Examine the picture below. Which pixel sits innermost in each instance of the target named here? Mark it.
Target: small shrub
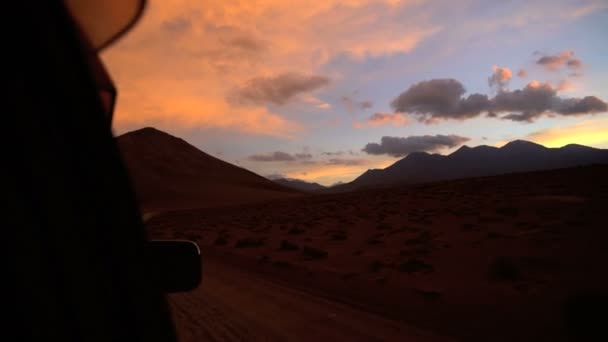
(375, 240)
(467, 226)
(264, 259)
(415, 266)
(248, 243)
(508, 211)
(383, 226)
(288, 246)
(504, 269)
(314, 253)
(282, 264)
(296, 231)
(339, 236)
(422, 238)
(428, 294)
(376, 265)
(220, 241)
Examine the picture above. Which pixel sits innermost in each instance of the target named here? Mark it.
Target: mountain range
(301, 185)
(516, 156)
(169, 173)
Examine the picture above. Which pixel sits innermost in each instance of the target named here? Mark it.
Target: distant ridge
(299, 184)
(169, 173)
(516, 156)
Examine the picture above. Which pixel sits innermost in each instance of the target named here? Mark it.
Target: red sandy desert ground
(487, 259)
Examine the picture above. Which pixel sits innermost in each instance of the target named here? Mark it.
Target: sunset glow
(326, 78)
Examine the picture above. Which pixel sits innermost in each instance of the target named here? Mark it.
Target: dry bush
(288, 246)
(415, 266)
(314, 253)
(248, 243)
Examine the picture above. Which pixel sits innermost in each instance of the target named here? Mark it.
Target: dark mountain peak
(465, 150)
(299, 184)
(577, 147)
(522, 144)
(150, 131)
(168, 172)
(418, 156)
(480, 161)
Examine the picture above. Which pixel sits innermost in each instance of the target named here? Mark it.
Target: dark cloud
(353, 104)
(236, 38)
(366, 104)
(177, 25)
(379, 119)
(400, 146)
(522, 73)
(346, 162)
(440, 99)
(559, 61)
(277, 90)
(536, 99)
(337, 153)
(279, 156)
(443, 99)
(303, 156)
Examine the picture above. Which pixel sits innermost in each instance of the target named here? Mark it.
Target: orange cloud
(380, 119)
(592, 132)
(328, 174)
(185, 57)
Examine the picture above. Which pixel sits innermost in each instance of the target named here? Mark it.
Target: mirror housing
(175, 264)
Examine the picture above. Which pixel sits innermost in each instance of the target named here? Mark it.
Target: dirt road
(235, 305)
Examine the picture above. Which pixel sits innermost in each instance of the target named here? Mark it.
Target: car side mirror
(175, 264)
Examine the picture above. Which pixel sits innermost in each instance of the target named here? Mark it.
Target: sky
(325, 90)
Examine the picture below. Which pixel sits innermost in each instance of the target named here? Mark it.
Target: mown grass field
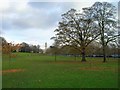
(41, 71)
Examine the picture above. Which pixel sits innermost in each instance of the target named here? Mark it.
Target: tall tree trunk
(83, 55)
(104, 54)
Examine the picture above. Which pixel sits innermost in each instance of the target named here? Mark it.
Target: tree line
(23, 47)
(97, 23)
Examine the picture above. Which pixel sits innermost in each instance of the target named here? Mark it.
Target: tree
(105, 16)
(77, 30)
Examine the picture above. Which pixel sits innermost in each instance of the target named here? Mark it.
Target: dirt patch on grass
(12, 71)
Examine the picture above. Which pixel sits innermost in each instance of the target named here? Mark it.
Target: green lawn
(40, 71)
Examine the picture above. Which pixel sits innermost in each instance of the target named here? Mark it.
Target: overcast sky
(35, 22)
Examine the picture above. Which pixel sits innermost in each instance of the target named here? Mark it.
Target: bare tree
(104, 14)
(77, 30)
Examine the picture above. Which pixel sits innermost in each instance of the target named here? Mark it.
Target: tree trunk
(83, 55)
(104, 54)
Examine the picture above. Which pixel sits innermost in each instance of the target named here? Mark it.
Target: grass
(42, 71)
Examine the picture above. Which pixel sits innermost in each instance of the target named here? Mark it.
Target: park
(62, 47)
(41, 71)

────────────────────────────────────────

**Request**
Print every record above exactly as written, leaving out the pictures.

**Full answer**
Examine the picture below. Which pixel sits innermost in each instance of the target named here? Mark it.
Target: small shrub
(375, 240)
(467, 226)
(264, 259)
(415, 266)
(248, 243)
(508, 211)
(383, 226)
(288, 246)
(504, 269)
(314, 253)
(282, 264)
(296, 231)
(339, 236)
(422, 238)
(428, 294)
(376, 265)
(220, 241)
Examine the picture above. Which pixel sits innermost in each instance of the target named here? Mark it.
Target: mountain range
(301, 185)
(516, 156)
(169, 173)
Examine the picture above. Which pixel sits innermost in each instance of the target named here? Mark it.
Target: distant ridge
(299, 184)
(169, 173)
(516, 156)
Examine the picture above. Which pixel sits innermost in each instance of the target named here? Mark it.
Target: red sandy desert ground
(487, 259)
Examine the picture above. Which pixel sits innermost in each instance of the target named here? Mark it.
Target: sunset glow
(326, 78)
Examine the picture above. Which pixel sits innermost in each instance of the target named here? Mark it.
Target: dry bush
(288, 246)
(415, 266)
(314, 253)
(248, 243)
Examine the picture above. Which pixel sits innermost in each instance of the target named here? Mark it.
Target: dark mountain peak
(465, 150)
(299, 184)
(577, 147)
(522, 144)
(150, 131)
(168, 172)
(418, 156)
(480, 161)
Examine the picture above. Which pixel sits innermost in each instance of the target named here? Mark it.
Target: dark cloud
(353, 104)
(236, 38)
(366, 104)
(177, 25)
(379, 119)
(400, 146)
(522, 73)
(346, 162)
(440, 99)
(559, 61)
(277, 90)
(536, 99)
(337, 153)
(279, 156)
(443, 99)
(303, 156)
Examine the picture above. Which pixel sits innermost in each instance of the target named here? Mark it.
Target: orange cloud
(380, 119)
(592, 132)
(328, 174)
(185, 57)
Examine the picture above. Which pixel sits innermost in each instance of the target named here? Mark it.
Target: mirror housing
(175, 264)
Examine the picture above. Which pixel sits innermost in each instance of the target named here? Mark it.
Target: dirt road
(235, 305)
Examine the picture above. Which pixel sits innermost in each instance of the target named here? Mark it.
Target: car side mirror
(175, 264)
Examine the picture above. Which pixel sits innermost in each instance of the target named here? Mark it.
Target: sky
(325, 90)
Examine the picture below. Which pixel sits innermost in each instance of the target named here? Mark it.
Target: mown grass field
(41, 71)
Examine the picture above. Which pixel sits innermost in each instance of the target named here? Mark it.
Target: tall tree trunk
(83, 55)
(104, 54)
Examine the picture above. Which pixel sits innermost in each instance of the target named here? Mark it.
Target: tree line
(23, 47)
(97, 23)
Examine the picture above. Which pixel sits innermost in each instance of the target named here? Mark it.
Target: tree
(105, 16)
(77, 30)
Examine the picture above. Which pixel sits innermost in each instance of the target named here? Mark it.
Target: dirt patch on grass
(12, 71)
Examine the picture above. Which pixel sits innermost in each instance of the target named here? Mark it.
Target: green lawn
(40, 71)
Examine the picture above. Which pixel sits innermost in each instance of the target named here? Mark it.
Target: overcast sky
(35, 22)
Examine the picture above. Which pixel sits innermost in each instance of the target named here? Mark it.
Target: bare tree
(104, 14)
(77, 30)
Examine the picture above. Which pixel sits innermost in each instance of the target named here? Mark it.
Target: tree trunk
(83, 55)
(104, 54)
Examine the picture above. Which pixel sits innermost in each instance of the target named here? Mark it.
Target: grass
(42, 71)
Examine the picture above. Which pixel sits innermost in each instance of the target named here? Mark it.
Target: park
(62, 47)
(41, 71)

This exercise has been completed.